• **Work to do**
Please quote every line of the data below word for word.

A run of data
★ ★ ★

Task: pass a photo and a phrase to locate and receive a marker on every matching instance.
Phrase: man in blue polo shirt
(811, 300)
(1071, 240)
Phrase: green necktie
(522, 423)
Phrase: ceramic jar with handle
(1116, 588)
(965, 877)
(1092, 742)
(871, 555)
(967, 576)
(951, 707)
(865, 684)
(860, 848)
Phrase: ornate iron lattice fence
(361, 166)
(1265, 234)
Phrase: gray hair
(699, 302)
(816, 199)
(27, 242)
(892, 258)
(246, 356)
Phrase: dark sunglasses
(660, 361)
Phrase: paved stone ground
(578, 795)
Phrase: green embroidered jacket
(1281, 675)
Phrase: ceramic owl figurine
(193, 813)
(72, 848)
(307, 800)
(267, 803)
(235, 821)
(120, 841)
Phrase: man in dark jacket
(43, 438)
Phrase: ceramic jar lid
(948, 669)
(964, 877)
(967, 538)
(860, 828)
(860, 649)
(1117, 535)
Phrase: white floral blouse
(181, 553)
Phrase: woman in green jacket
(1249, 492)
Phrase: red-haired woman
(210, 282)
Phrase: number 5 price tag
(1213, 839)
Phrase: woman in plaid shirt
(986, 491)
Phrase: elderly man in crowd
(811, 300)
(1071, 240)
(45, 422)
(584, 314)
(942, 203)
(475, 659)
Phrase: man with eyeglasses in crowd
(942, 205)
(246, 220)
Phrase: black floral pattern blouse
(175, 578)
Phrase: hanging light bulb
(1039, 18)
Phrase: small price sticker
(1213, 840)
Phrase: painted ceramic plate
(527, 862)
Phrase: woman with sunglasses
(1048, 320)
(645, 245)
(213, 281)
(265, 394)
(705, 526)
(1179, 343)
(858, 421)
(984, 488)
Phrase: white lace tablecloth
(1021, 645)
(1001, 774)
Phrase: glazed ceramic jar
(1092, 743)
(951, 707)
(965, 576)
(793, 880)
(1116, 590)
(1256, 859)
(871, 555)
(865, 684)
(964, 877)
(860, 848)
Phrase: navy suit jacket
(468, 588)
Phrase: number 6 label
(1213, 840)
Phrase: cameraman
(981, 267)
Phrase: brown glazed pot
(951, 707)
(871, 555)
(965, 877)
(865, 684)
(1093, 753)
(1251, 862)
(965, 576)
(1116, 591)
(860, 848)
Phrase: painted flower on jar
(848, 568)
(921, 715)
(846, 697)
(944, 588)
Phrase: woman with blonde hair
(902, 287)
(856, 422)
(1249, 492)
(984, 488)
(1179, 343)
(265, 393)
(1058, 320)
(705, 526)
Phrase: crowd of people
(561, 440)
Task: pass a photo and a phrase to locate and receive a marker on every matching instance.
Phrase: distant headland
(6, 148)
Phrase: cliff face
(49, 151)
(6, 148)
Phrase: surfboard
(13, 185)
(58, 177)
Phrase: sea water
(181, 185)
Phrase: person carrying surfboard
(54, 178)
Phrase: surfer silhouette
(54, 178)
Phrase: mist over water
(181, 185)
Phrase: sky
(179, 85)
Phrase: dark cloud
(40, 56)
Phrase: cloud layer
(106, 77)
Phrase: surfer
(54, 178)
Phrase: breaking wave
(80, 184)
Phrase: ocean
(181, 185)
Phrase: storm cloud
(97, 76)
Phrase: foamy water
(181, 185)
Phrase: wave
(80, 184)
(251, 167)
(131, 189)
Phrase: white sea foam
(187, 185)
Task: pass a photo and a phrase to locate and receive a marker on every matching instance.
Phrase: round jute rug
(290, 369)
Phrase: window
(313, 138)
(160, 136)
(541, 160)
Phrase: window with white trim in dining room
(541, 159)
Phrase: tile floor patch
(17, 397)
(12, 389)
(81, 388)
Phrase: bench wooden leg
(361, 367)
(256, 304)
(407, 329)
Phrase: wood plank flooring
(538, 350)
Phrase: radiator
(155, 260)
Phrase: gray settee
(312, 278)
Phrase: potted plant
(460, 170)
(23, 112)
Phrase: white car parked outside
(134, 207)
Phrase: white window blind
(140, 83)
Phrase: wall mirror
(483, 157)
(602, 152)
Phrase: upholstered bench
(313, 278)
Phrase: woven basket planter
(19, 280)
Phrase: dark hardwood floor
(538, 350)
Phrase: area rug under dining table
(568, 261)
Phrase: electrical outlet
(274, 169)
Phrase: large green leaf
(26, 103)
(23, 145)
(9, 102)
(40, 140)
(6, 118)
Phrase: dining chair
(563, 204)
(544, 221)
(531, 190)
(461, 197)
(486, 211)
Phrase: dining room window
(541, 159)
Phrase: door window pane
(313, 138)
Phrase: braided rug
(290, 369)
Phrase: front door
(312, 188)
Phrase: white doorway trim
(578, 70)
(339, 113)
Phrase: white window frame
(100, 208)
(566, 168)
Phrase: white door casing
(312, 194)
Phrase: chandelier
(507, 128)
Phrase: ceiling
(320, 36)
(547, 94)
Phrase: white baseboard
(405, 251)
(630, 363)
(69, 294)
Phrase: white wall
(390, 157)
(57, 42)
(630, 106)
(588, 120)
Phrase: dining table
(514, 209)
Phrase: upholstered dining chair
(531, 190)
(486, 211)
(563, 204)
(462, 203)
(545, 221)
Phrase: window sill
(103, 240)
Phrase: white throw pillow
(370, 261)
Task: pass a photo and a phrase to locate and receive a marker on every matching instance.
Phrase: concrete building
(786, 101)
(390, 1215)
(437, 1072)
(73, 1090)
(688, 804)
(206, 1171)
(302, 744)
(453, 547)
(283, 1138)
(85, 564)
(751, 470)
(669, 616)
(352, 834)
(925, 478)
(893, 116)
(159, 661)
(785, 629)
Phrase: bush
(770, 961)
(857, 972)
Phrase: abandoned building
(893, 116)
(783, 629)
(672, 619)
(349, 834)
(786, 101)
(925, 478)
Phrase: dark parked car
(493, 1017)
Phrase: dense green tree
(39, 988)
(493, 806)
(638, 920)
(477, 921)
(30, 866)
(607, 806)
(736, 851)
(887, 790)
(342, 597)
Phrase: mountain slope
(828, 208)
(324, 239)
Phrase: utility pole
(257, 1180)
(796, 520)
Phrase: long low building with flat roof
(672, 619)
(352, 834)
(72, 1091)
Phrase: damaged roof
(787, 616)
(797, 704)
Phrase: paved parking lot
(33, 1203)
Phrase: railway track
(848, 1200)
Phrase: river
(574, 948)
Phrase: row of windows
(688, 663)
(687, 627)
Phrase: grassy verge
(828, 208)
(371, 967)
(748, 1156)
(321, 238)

★ ★ ★

• **Task response**
Task: pass a photo and a phrase to locate and receive a marker on every matching instance.
Phrase: man in blue polo shirt
(811, 300)
(1071, 240)
Phrase: green necktie
(522, 423)
Phrase: ceramic jar with handle
(1116, 588)
(965, 877)
(1092, 742)
(871, 555)
(967, 576)
(951, 707)
(865, 684)
(860, 848)
Phrase: ornate iron lattice fence
(361, 166)
(1265, 234)
Phrase: gray hair
(699, 302)
(816, 199)
(27, 242)
(892, 258)
(246, 356)
Phrase: dark sunglasses
(660, 361)
Phrase: paved stone ground
(578, 795)
Phrase: green embroidered jacket
(1281, 675)
Phrase: ceramic owl figurine
(193, 813)
(72, 848)
(307, 800)
(267, 803)
(235, 821)
(120, 841)
Phrase: man in dark jacket
(43, 438)
Phrase: ceramic jar lid
(948, 669)
(964, 877)
(967, 538)
(860, 828)
(860, 649)
(1117, 535)
Phrase: white floral blouse
(181, 553)
Phrase: woman in green jacket
(1249, 492)
Phrase: red-haired woman
(210, 282)
Phrase: number 5 price tag
(1213, 839)
Phrase: woman in plaid shirt
(986, 491)
Phrase: elderly man in crowd
(811, 300)
(1071, 240)
(45, 422)
(584, 314)
(942, 203)
(475, 659)
Phrase: man with eyeglasses in crowd
(942, 205)
(246, 220)
Phrase: black floral pattern blouse
(175, 578)
Phrase: hanging light bulb
(1039, 18)
Phrase: small price sticker
(1213, 840)
Phrase: painted ceramic plate
(527, 862)
Phrase: woman with sunglasses
(1048, 320)
(645, 245)
(213, 281)
(265, 394)
(705, 526)
(1179, 343)
(858, 421)
(984, 488)
Phrase: white lace tablecloth
(1021, 645)
(1001, 774)
Phrase: glazed ceramic jar
(1092, 743)
(951, 707)
(965, 576)
(793, 880)
(1116, 590)
(1256, 859)
(871, 555)
(865, 684)
(964, 877)
(860, 848)
Phrase: navy suit jacket
(468, 588)
Phrase: number 6 label
(1213, 840)
Phrase: cameraman
(981, 267)
Phrase: brown glazed pot
(951, 707)
(871, 555)
(965, 877)
(865, 684)
(1093, 753)
(1251, 862)
(965, 576)
(1116, 591)
(860, 848)
Phrase: painted flower on jar
(848, 568)
(921, 715)
(846, 697)
(944, 588)
Phrase: woman with blonde hair
(902, 287)
(856, 422)
(1249, 492)
(984, 488)
(1179, 343)
(265, 393)
(1058, 320)
(705, 526)
Phrase: crowd of people
(561, 440)
Task: pass a photo and a phrase to locate and receive a marker on every matching instance.
Phrase: distant headland
(6, 148)
Phrase: cliff face
(49, 151)
(6, 148)
Phrase: surfboard
(13, 185)
(58, 177)
Phrase: sea water
(181, 185)
Phrase: person carrying surfboard
(54, 178)
Phrase: surfer silhouette
(54, 178)
Phrase: mist over water
(181, 185)
Phrase: sky
(179, 85)
Phrase: dark cloud
(40, 56)
Phrase: cloud layer
(106, 77)
Phrase: surfer
(54, 178)
Phrase: breaking wave
(80, 184)
Phrase: ocean
(181, 185)
Phrase: storm cloud
(97, 76)
Phrase: foamy water
(181, 185)
Phrase: wave
(80, 184)
(251, 167)
(131, 189)
Phrase: white sea foam
(187, 185)
Task: pass a photo and a phrase to locate and receive a marker on every matching instance.
Phrase: round jute rug
(290, 369)
Phrase: window
(313, 138)
(160, 136)
(541, 160)
Phrase: window with white trim in dining room
(541, 159)
Phrase: tile floor patch
(17, 397)
(12, 389)
(81, 388)
Phrase: bench wooden leg
(361, 367)
(256, 304)
(407, 329)
Phrase: wood plank flooring
(538, 350)
Phrase: radiator
(155, 260)
Phrase: gray settee
(312, 278)
Phrase: potted plant
(460, 170)
(23, 112)
Phrase: white car parked outside
(134, 207)
Phrase: white window blind
(140, 83)
Phrase: wall mirror
(483, 157)
(602, 152)
Phrase: upholstered bench
(313, 278)
Phrase: woven basket planter
(19, 280)
Phrase: dark hardwood floor
(538, 350)
Phrase: area rug under dining table
(568, 261)
Phrase: electrical outlet
(274, 169)
Phrase: large green leaf
(26, 103)
(23, 145)
(9, 102)
(40, 140)
(6, 118)
Phrase: dining chair
(563, 204)
(544, 221)
(531, 190)
(461, 197)
(486, 211)
Phrase: dining room window
(541, 159)
Phrase: door window pane
(313, 138)
Phrase: braided rug
(290, 369)
Phrase: front door
(312, 188)
Phrase: white doorway trim
(578, 70)
(339, 113)
Phrase: white window frame
(100, 208)
(566, 168)
Phrase: white door casing
(312, 194)
Phrase: chandelier
(507, 128)
Phrase: ceiling
(320, 36)
(547, 94)
Phrase: white baseboard
(405, 251)
(630, 363)
(69, 294)
Phrase: white wall
(390, 157)
(57, 42)
(630, 106)
(588, 120)
Phrase: dining table
(514, 209)
Phrase: upholstered dining chair
(531, 190)
(486, 211)
(563, 204)
(462, 203)
(545, 221)
Phrase: window sill
(103, 240)
Phrase: white throw pillow
(370, 261)
Task: pass a photo and a phrase to locate and receive a marker on every matching instance.
Phrase: concrete building
(786, 101)
(390, 1215)
(437, 1072)
(73, 1090)
(688, 804)
(206, 1171)
(302, 744)
(453, 547)
(283, 1138)
(85, 564)
(751, 470)
(669, 616)
(352, 834)
(925, 478)
(893, 116)
(159, 661)
(785, 629)
Phrase: bush
(770, 961)
(857, 972)
Phrase: abandoned building
(893, 116)
(783, 629)
(672, 619)
(349, 834)
(786, 101)
(925, 478)
Phrase: dark parked car
(493, 1017)
Phrase: dense green tree
(39, 988)
(493, 806)
(638, 920)
(477, 921)
(30, 866)
(607, 806)
(736, 851)
(887, 790)
(342, 597)
Phrase: mountain slope
(828, 208)
(324, 239)
Phrase: utility pole
(257, 1180)
(796, 520)
Phrase: long low building with flat roof
(672, 619)
(352, 834)
(72, 1091)
Phrase: damaged roof
(787, 616)
(797, 704)
Phrase: paved parking lot
(33, 1203)
Phrase: railway track
(848, 1200)
Phrase: river
(574, 948)
Phrase: row of windows
(688, 663)
(687, 627)
Phrase: grassy verge
(828, 208)
(371, 967)
(748, 1156)
(321, 238)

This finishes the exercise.